Copy each line below that contains "tall".

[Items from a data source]
..............................
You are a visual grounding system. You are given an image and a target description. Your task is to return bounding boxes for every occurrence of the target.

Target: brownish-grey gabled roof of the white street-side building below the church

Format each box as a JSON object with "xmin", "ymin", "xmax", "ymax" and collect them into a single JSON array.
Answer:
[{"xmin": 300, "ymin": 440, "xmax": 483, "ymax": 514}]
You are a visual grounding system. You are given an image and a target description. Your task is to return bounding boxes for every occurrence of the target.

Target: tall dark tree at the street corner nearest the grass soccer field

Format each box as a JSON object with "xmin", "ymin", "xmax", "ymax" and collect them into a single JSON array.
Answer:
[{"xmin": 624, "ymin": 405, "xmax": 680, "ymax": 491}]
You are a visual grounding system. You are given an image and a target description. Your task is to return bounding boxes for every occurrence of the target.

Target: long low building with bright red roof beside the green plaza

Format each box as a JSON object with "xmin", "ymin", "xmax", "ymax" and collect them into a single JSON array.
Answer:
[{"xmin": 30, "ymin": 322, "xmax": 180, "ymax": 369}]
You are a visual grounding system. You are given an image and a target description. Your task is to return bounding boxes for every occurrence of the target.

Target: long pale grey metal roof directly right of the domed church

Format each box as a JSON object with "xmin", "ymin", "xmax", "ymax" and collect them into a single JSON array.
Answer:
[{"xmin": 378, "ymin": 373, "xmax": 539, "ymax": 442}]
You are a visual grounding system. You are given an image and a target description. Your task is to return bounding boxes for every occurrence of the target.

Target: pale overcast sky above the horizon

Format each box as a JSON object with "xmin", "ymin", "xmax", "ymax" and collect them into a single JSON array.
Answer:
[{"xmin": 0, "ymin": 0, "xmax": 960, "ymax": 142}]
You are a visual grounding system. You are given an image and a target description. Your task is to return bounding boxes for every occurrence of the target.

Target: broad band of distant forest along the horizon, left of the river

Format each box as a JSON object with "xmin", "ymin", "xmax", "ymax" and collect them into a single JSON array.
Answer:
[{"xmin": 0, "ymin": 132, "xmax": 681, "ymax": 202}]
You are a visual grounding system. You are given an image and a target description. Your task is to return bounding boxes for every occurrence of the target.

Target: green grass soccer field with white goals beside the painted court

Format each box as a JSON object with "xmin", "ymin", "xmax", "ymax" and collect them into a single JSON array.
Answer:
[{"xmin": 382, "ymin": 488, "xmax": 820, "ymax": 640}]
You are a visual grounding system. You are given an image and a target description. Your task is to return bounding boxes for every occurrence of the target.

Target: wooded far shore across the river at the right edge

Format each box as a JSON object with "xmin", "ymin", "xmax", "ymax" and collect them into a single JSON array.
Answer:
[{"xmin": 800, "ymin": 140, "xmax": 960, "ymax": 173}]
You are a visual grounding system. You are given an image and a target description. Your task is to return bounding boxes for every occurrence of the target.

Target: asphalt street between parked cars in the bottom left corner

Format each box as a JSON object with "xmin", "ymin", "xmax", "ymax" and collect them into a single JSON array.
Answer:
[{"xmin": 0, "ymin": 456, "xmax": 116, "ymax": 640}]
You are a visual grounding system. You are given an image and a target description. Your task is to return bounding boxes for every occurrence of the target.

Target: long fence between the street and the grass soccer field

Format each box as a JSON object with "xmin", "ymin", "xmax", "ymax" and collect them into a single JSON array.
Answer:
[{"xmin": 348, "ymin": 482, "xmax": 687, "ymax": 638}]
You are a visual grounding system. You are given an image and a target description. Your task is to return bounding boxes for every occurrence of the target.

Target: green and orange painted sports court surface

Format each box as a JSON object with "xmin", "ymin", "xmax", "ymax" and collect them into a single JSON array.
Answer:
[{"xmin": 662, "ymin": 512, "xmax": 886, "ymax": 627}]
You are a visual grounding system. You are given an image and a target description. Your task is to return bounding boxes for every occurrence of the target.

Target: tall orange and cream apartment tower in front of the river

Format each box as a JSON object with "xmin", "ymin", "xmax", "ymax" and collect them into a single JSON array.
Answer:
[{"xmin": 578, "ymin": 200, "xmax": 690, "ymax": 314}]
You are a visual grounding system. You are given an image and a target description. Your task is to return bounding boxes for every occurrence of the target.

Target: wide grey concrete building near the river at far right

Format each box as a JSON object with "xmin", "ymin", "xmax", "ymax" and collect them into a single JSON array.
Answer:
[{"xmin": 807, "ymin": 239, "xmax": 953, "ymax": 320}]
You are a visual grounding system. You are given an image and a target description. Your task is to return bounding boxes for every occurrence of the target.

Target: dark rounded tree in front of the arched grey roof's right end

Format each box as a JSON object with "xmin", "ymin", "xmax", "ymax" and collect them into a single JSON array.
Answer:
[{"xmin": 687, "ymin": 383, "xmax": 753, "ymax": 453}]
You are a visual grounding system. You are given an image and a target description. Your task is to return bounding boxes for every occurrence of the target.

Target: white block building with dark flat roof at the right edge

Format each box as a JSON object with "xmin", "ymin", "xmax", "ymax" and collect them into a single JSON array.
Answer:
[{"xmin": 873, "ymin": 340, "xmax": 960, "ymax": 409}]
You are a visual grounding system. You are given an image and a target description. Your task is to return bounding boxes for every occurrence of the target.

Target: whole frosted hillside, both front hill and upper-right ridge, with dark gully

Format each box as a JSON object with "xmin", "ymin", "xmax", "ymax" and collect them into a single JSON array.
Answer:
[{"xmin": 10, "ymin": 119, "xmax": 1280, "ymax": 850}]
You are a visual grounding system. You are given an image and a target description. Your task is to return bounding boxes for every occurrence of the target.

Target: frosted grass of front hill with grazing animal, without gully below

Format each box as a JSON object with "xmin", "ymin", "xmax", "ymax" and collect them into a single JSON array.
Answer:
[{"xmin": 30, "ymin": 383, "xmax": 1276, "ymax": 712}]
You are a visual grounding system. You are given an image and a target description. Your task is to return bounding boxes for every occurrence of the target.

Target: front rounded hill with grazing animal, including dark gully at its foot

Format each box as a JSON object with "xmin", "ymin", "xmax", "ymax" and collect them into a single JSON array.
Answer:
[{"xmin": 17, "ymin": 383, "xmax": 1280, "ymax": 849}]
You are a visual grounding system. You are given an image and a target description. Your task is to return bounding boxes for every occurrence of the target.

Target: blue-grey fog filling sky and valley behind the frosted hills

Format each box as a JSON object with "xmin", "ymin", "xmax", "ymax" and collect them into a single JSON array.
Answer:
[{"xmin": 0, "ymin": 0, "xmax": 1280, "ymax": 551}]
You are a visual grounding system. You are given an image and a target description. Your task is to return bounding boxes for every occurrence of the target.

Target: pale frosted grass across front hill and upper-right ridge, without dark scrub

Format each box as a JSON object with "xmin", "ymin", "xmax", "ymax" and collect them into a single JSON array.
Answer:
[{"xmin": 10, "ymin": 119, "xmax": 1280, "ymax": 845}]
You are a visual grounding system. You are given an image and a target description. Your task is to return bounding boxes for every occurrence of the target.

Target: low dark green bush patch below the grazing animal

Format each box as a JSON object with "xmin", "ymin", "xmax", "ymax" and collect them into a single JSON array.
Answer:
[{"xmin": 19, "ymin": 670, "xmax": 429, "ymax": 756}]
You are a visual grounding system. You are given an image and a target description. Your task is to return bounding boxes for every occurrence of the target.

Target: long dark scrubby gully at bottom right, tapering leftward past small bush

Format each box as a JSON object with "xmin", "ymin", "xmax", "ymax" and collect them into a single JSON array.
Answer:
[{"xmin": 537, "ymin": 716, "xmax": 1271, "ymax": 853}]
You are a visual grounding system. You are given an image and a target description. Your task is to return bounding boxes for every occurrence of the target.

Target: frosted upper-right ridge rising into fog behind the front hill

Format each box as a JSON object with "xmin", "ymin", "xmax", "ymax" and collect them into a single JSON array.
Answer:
..............................
*ANSWER TO THIS TASK*
Target: tall dark tree at the street corner nearest the grass soccer field
Target: tall orange and cream apartment tower in front of the river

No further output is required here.